### Entries pointing to labeled objects
[Begin]
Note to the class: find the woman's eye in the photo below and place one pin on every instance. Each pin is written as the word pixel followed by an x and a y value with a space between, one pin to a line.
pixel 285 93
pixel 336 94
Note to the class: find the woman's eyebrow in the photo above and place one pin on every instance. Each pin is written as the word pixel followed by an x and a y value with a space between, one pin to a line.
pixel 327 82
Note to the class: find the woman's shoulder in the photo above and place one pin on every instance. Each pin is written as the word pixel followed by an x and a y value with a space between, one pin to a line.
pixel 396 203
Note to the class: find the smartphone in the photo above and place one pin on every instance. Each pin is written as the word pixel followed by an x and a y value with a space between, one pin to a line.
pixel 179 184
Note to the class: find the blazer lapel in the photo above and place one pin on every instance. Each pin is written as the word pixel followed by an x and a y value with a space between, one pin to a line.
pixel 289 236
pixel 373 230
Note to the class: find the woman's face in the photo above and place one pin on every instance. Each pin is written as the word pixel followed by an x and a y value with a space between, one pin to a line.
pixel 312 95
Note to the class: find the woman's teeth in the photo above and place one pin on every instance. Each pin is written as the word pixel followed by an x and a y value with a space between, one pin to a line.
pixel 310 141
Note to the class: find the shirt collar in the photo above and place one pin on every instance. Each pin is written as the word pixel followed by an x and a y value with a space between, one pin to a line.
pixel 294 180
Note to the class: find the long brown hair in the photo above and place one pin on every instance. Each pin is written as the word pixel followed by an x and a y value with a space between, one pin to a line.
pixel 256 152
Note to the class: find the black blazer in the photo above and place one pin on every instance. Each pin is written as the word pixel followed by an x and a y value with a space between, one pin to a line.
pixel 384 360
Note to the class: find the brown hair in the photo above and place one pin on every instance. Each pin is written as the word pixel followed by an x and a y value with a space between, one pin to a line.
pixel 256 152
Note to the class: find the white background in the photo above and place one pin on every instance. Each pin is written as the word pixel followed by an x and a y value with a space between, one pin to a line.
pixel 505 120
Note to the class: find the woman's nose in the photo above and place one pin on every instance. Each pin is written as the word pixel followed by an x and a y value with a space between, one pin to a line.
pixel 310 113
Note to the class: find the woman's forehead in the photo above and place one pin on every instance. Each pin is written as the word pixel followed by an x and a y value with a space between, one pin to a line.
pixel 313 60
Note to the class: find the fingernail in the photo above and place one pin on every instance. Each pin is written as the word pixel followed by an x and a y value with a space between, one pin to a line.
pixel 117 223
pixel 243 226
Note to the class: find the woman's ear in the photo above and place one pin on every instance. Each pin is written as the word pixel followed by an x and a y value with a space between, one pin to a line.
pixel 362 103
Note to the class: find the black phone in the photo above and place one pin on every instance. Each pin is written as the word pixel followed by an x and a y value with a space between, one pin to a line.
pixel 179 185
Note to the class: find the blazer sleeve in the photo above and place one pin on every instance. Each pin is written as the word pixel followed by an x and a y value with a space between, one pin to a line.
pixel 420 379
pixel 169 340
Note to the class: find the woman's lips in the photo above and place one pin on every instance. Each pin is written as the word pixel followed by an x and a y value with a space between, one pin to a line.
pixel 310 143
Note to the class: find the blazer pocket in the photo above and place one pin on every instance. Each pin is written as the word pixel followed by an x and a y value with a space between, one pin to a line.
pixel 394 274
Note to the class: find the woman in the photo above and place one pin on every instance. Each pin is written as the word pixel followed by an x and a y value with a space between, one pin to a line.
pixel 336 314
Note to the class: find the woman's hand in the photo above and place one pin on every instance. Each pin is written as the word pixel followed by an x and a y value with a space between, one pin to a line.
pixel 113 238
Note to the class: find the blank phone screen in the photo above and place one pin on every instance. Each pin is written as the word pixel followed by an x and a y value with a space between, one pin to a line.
[End]
### Exercise goal
Can you transcribe the data word for word, starting at its first line and ending with the line containing "pixel 336 94", with both of those lines included?

### Full solution
Note to the class: find the woman's eye in the photo below and place one pin on every instance. Each pin is written as the word pixel followed by an x and a y value with a space between, one pin to a line.
pixel 285 93
pixel 336 94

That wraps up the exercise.